Discussion:
[PATCH] Prevent extent btree block allocation failures
Lachlan McIlroy
2008-06-13 07:38:12 UTC
Permalink
When at ENOSPC conditions extent btree block allocations can fail and we
have no error handling to undo partial btree operations. Prior to extent
btree operations we reserve enough disk blocks somewhere in the filesystem
to satisfy the operation but in some conditions we require the blocks to
come from specific AGs and if those AGs are full the allocation fails.

Data shown →
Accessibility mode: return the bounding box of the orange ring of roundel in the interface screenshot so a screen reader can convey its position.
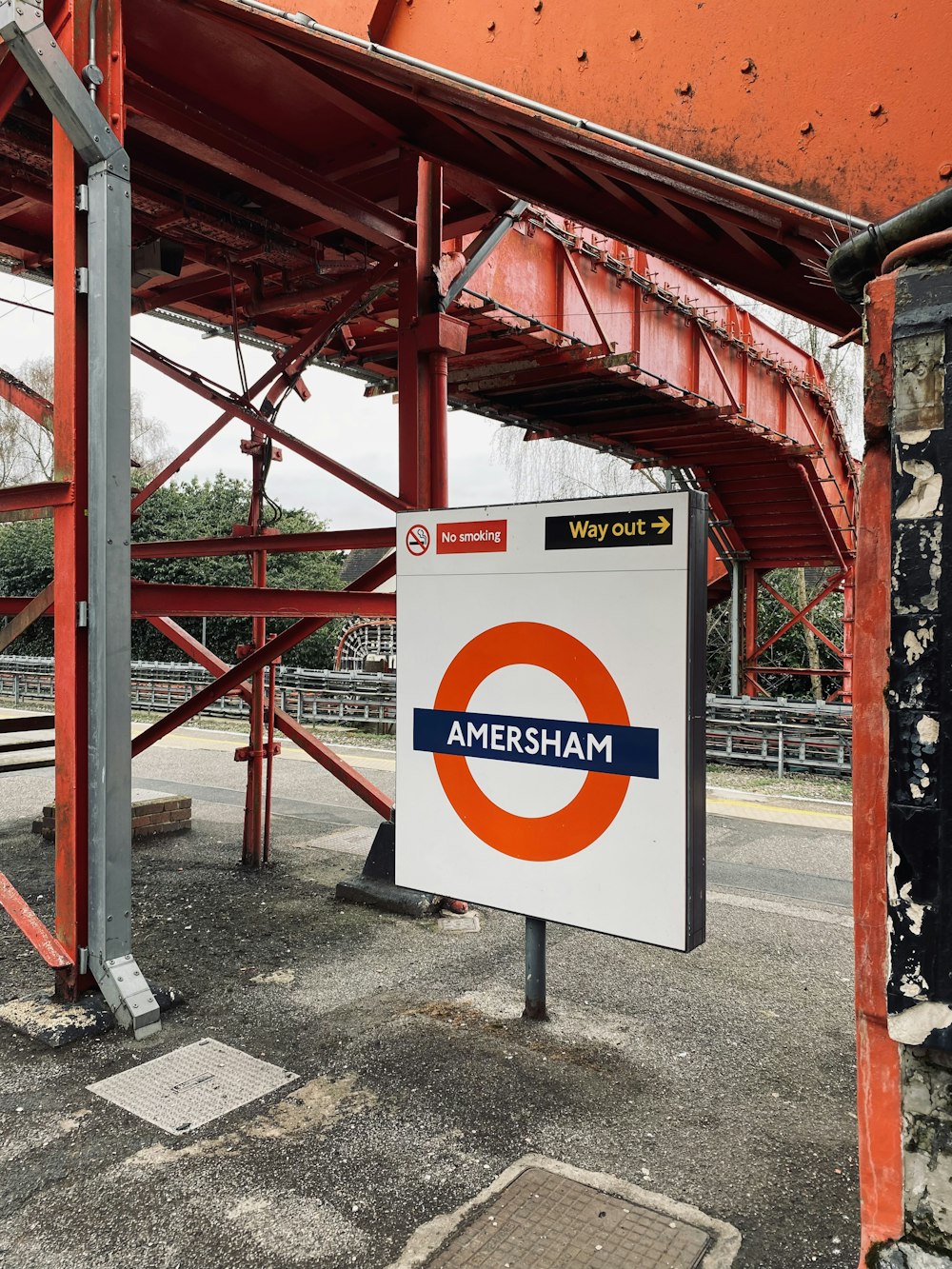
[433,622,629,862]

==

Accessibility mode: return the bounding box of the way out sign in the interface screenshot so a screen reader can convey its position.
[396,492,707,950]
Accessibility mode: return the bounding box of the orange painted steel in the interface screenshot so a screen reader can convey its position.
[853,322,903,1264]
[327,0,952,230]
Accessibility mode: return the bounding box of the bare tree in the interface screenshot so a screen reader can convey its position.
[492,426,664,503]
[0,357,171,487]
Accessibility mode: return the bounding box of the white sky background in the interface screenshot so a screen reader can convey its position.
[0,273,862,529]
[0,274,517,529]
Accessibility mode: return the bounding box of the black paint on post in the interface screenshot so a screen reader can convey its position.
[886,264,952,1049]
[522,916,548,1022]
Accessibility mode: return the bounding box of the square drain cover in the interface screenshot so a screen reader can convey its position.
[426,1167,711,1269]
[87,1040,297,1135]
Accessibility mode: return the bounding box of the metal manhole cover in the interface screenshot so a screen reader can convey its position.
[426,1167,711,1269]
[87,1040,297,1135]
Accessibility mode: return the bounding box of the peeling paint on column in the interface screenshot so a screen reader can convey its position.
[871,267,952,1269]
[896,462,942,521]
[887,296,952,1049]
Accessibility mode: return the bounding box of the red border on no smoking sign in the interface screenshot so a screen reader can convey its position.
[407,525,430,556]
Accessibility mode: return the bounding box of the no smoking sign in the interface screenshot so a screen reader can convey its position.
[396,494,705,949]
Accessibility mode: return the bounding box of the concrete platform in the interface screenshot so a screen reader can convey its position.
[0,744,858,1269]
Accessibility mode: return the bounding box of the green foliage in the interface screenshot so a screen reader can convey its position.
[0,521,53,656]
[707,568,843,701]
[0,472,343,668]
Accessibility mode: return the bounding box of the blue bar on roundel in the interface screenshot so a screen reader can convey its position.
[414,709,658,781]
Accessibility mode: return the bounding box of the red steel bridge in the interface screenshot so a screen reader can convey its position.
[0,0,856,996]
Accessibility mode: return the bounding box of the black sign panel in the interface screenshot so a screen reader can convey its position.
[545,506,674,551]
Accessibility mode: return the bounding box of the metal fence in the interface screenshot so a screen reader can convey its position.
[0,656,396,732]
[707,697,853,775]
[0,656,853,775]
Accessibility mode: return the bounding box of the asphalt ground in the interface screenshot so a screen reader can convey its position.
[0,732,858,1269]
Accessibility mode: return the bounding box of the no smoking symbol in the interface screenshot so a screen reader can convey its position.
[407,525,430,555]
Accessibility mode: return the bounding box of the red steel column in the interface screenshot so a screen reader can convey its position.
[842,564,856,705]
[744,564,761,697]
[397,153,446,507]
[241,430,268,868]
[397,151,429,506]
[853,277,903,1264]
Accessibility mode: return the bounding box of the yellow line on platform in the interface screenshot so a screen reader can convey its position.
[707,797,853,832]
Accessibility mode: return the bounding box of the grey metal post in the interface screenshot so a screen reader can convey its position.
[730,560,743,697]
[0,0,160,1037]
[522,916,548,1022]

Given request 1 →
According to the patch description, why can an extent btree block allocation fail even though disk blocks are reserved before the operation?
Given request 2 →
In the patch description, what does the filesystem lack for undoing partial btree operations?
Given request 3 →
Translate this sentence from the patch description into German: "Prior to extent btree operations we reserve enough disk blocks somewhere in the filesystem to satisfy the operation but in some conditions we require the blocks to come from specific AGs and if those AGs are full the allocation fails."

Output 1 →
The reservation only ensures that enough blocks exist somewhere in the filesystem. Under some conditions, the blocks must come from specific AGs, and if those AGs are full, the allocation fails.

Output 2 →
It has no error handling to undo them.

Output 3 →
Vor Extent-B-Baum-Operationen reservieren wir irgendwo im Dateisystem genügend Plattenblöcke, um die Operation auszuführen, doch unter bestimmten Bedingungen müssen die Blöcke aus bestimmten AGs stammen, und wenn diese AGs voll sind, schlägt die Zuweisung fehl.